AIM — Write out, unchanged, everything in the entries below from the line containing "In this exercise you will spot the man in red" down through the last line of the entries, with both ends included.

Dataset entries:
------------------------------
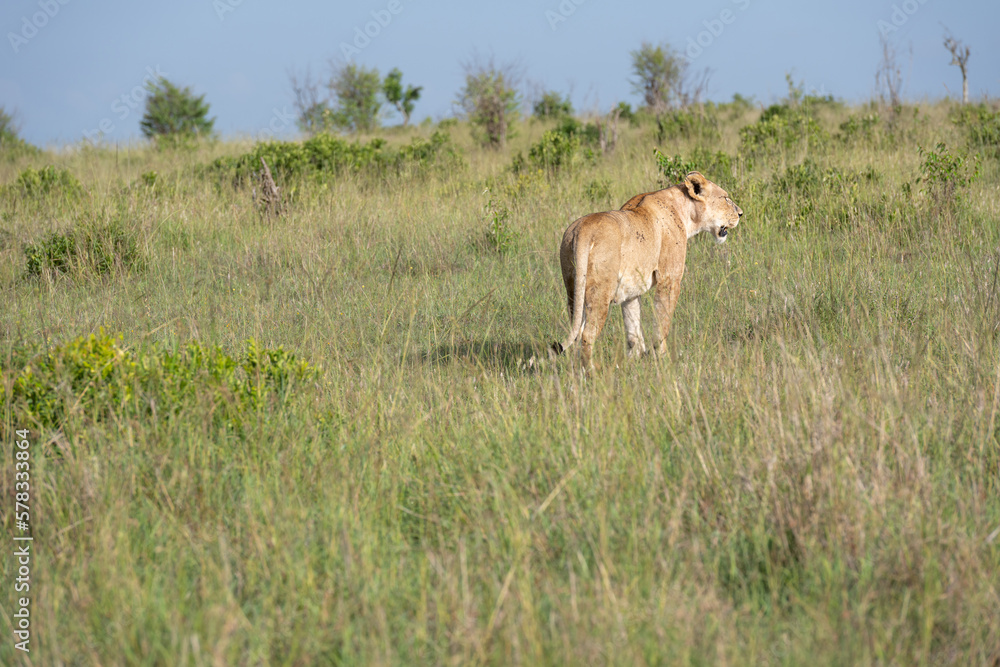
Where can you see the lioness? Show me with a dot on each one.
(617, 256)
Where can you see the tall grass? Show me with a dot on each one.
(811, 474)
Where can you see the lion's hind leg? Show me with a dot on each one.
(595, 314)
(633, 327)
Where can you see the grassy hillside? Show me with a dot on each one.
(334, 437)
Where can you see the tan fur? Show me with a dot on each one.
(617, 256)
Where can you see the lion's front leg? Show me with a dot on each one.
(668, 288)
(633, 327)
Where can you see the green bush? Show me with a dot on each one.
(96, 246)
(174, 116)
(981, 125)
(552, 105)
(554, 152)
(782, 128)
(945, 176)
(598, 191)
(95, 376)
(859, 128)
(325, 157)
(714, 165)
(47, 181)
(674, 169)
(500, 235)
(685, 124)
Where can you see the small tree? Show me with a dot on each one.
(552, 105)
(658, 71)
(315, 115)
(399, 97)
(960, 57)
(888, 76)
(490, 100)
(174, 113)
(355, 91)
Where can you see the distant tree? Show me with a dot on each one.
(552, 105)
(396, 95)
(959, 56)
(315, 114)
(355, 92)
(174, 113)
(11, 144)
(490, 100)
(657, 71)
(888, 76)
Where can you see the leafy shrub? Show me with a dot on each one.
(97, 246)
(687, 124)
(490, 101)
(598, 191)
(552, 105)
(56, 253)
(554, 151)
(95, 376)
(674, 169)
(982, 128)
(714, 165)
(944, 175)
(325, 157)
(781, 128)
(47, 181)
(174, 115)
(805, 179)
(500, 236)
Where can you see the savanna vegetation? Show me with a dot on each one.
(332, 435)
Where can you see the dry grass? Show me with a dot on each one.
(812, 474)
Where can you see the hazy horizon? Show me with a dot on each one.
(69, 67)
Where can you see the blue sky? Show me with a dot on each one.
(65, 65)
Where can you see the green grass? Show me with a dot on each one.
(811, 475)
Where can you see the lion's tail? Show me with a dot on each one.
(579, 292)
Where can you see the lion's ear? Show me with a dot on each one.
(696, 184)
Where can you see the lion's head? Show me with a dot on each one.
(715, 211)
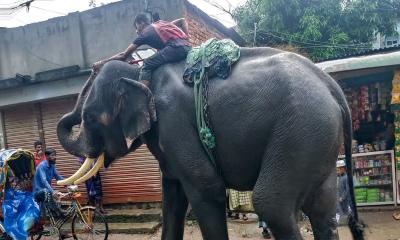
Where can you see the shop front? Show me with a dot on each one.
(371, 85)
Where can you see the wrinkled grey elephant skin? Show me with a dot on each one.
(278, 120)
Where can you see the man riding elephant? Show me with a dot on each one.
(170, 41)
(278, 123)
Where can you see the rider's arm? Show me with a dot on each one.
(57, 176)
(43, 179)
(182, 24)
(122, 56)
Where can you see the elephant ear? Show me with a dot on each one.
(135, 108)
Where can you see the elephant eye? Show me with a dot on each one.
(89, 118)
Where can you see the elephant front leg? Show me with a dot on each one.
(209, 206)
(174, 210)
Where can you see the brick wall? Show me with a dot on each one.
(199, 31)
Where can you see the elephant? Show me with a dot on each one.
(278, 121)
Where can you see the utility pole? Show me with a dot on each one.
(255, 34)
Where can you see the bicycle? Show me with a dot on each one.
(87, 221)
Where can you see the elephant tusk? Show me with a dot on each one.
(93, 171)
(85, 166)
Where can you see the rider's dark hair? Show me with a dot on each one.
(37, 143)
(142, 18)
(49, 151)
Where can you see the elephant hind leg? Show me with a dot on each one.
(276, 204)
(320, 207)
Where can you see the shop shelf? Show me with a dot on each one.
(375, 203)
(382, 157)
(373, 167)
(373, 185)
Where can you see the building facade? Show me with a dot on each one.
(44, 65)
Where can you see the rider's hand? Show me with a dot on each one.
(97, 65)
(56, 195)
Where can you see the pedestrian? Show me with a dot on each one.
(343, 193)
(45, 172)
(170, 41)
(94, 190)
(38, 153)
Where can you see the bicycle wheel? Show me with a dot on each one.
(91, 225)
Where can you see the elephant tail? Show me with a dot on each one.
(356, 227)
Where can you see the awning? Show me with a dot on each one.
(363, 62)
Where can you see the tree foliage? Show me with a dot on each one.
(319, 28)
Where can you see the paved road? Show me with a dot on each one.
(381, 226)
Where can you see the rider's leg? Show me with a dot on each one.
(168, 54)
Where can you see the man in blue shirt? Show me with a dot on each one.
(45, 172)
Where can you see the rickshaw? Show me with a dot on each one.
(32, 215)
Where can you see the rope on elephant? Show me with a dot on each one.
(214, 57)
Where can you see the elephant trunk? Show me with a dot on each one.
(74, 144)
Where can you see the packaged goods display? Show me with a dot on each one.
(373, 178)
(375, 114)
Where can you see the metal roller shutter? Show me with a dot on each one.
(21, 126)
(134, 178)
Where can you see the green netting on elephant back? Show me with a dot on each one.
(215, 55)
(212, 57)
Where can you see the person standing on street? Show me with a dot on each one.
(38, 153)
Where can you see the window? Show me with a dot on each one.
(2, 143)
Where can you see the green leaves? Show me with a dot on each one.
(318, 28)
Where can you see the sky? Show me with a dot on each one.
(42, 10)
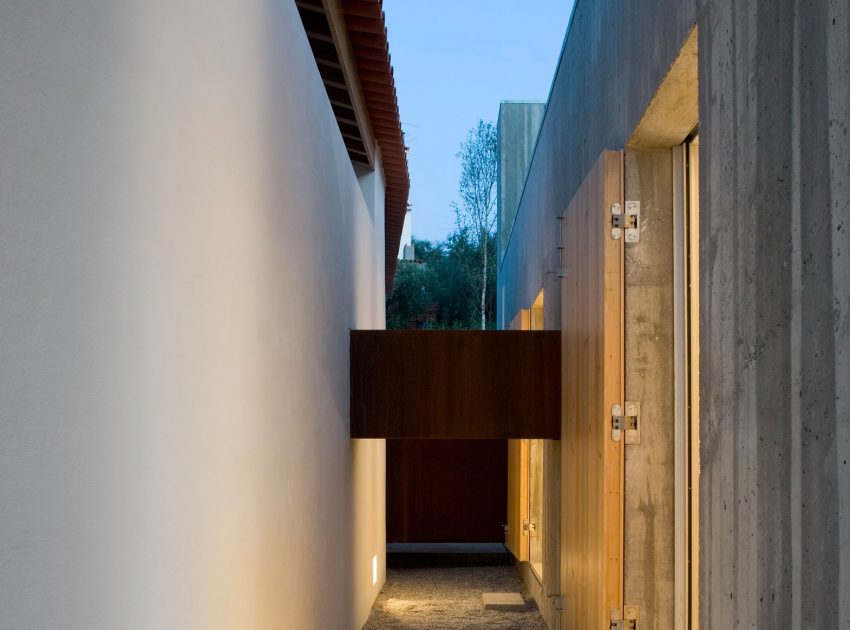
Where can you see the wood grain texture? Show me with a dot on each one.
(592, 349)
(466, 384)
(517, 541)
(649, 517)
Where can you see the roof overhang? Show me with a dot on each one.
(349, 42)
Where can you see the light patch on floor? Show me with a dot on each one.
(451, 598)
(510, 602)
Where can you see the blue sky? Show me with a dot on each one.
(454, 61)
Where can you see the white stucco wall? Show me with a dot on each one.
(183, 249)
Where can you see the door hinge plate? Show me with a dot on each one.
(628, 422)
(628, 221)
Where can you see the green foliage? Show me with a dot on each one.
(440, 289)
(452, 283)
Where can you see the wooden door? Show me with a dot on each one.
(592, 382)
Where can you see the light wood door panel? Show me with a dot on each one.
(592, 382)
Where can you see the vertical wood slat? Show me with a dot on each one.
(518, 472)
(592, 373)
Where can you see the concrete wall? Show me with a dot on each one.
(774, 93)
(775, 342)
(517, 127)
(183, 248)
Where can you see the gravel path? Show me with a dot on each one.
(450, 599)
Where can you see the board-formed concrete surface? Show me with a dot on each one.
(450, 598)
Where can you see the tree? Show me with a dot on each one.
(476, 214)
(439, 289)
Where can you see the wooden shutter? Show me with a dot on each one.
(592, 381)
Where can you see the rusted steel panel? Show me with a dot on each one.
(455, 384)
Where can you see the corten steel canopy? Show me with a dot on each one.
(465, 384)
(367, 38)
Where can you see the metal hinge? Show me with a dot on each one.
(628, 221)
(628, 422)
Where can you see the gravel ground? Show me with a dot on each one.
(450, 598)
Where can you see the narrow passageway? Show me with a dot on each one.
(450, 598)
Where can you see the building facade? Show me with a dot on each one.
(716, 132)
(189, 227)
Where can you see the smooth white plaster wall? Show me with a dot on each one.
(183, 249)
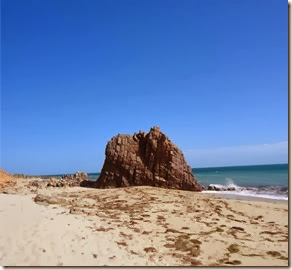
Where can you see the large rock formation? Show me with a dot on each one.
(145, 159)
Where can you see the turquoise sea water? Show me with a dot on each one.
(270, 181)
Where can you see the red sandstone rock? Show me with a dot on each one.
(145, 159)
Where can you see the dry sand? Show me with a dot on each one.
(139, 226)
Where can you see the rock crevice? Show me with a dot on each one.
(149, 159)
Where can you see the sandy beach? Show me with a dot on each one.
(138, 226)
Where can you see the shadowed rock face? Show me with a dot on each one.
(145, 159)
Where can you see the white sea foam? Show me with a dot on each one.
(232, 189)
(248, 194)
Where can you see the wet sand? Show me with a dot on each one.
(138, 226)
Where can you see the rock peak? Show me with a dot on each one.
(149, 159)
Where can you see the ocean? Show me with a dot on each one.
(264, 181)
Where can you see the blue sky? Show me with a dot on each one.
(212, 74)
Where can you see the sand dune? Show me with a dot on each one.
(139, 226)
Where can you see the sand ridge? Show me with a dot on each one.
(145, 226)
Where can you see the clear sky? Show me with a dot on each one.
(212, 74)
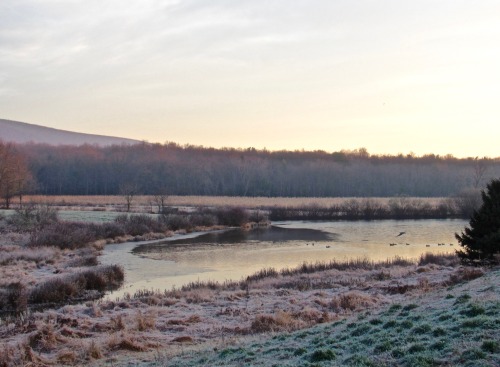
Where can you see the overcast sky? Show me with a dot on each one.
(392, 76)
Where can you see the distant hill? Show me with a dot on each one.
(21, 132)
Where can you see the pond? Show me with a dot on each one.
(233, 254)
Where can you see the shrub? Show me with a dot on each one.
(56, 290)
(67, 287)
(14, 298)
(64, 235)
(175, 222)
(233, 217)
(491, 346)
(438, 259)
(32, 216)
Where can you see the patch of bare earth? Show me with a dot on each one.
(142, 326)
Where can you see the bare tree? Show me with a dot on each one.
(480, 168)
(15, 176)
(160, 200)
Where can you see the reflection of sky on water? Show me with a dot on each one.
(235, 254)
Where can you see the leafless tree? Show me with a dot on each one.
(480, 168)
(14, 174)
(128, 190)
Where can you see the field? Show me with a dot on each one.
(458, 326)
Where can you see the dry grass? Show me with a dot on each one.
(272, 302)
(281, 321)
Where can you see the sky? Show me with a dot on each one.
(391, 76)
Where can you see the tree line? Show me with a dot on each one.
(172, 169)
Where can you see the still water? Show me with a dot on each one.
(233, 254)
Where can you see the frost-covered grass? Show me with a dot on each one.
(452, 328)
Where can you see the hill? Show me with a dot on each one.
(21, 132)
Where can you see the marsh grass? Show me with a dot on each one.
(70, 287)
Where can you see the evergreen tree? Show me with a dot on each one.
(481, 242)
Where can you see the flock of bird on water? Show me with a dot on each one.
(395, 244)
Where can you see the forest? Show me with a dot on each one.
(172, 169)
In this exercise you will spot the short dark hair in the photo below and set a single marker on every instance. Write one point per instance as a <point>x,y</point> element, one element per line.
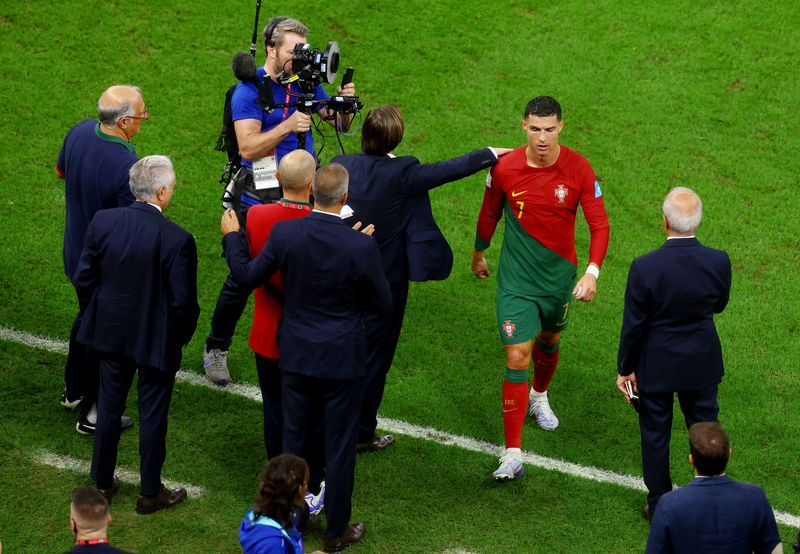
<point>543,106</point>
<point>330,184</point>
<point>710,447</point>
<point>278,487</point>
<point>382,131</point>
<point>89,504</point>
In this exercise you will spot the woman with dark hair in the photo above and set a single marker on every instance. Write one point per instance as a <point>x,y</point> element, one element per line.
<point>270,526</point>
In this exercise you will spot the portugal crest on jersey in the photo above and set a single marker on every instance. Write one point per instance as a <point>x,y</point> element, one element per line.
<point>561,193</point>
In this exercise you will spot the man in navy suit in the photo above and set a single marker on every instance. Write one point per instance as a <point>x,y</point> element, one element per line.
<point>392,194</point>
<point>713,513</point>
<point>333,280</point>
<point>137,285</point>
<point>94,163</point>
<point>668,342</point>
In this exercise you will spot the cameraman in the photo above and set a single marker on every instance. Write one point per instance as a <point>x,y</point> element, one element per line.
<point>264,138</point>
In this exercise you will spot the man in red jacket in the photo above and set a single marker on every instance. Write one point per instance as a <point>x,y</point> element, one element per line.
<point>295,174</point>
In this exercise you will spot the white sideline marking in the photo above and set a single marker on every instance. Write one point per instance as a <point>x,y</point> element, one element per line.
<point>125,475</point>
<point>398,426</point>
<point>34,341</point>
------------------------------
ANSWER TO THE TASK —
In this exercise you will spot the man in red jacket in the photo above and set a single marker on every instance. Write one point per instance as a <point>x,y</point> element, one element per line.
<point>295,174</point>
In this exercise you will spot the white sideline marking in the photo above and set a single marker on every instance. Write one point per instance as a <point>x,y</point> element, one element per line.
<point>125,475</point>
<point>398,426</point>
<point>34,341</point>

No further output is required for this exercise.